(begin)

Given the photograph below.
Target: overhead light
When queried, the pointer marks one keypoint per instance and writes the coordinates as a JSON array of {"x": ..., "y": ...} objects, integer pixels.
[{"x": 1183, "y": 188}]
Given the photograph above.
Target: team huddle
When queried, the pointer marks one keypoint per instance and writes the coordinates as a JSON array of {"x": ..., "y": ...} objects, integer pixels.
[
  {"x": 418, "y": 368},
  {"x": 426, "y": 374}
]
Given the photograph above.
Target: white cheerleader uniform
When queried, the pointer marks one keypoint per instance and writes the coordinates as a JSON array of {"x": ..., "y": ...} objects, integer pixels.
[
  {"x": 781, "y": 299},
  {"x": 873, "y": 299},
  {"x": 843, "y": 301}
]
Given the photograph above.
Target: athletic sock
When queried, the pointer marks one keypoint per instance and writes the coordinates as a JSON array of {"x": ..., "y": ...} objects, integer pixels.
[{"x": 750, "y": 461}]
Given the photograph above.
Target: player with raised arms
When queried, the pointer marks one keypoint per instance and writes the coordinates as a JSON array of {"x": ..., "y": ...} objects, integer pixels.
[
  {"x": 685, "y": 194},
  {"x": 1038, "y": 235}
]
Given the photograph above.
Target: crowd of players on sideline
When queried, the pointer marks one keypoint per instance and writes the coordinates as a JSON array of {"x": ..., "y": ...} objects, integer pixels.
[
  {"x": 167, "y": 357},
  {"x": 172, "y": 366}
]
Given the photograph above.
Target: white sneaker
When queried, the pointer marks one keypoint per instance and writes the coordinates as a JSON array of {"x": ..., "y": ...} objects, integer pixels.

(end)

> [Required task]: Turn every line of the data above into a Markdown table with two columns, Row and Text. Number the rows in order and skip blank lines.

> [Answer to the task]:
| Row | Text |
|---|---|
| 1 | Given the photograph below. |
| 2 | Target: overhead light |
| 3 | When queried, the pointer marks one keypoint per instance and writes the coordinates as a JSON array of {"x": ..., "y": ...} objects, integer pixels. |
| 4 | [{"x": 1183, "y": 188}] |
| 5 | Given the photograph above. |
| 6 | Target: team huddle |
| 7 | When queried, the pointer marks one keypoint per instance and writes the coordinates as a JSON array of {"x": ..., "y": ...} objects, integer pixels. |
| 8 | [ |
| 9 |   {"x": 418, "y": 368}, |
| 10 |   {"x": 426, "y": 374} |
| 11 | ] |
| 12 | Given the photograph above. |
| 13 | Target: white cheerleader uniform |
| 14 | When queried, the pointer marks one keypoint per instance and writes the coordinates as a JSON array of {"x": ..., "y": ...} objects, integer pixels. |
| 15 | [ |
| 16 |   {"x": 781, "y": 299}, |
| 17 |   {"x": 873, "y": 299}, |
| 18 |   {"x": 843, "y": 301} |
| 19 | ] |
| 20 | Given the photograph above. |
| 21 | Target: athletic sock |
| 22 | When queried, the pointer marks one keypoint per instance and writes the coordinates as a JSON array of {"x": ..., "y": ...} objects, integer pixels. |
| 23 | [{"x": 750, "y": 461}] |
| 24 | Given the photograph above. |
| 25 | Target: player with raised arms |
| 26 | When queried, the pointer marks one keypoint per instance and writes the coordinates as a JSON array of {"x": ..., "y": ...} objects, integer pixels. |
| 27 | [ |
| 28 |   {"x": 685, "y": 194}, |
| 29 |   {"x": 1038, "y": 235} |
| 30 | ] |
| 31 | Given the photograph above. |
| 32 | Target: crowd of players on sideline |
| 33 | When queried, the pointer marks one keypoint per instance and writes the coordinates as a JSON array of {"x": ..., "y": ...} objects, integer pixels. |
| 34 | [ |
| 35 |   {"x": 167, "y": 357}, |
| 36 |   {"x": 172, "y": 366} |
| 37 | ] |
| 38 | Given the photograph above. |
| 39 | Target: white sneaker |
| 40 | When queried, the pointer marks one keypoint per instance and writes the coordinates as a JSON array of {"x": ..., "y": ...} objects, integer pixels. |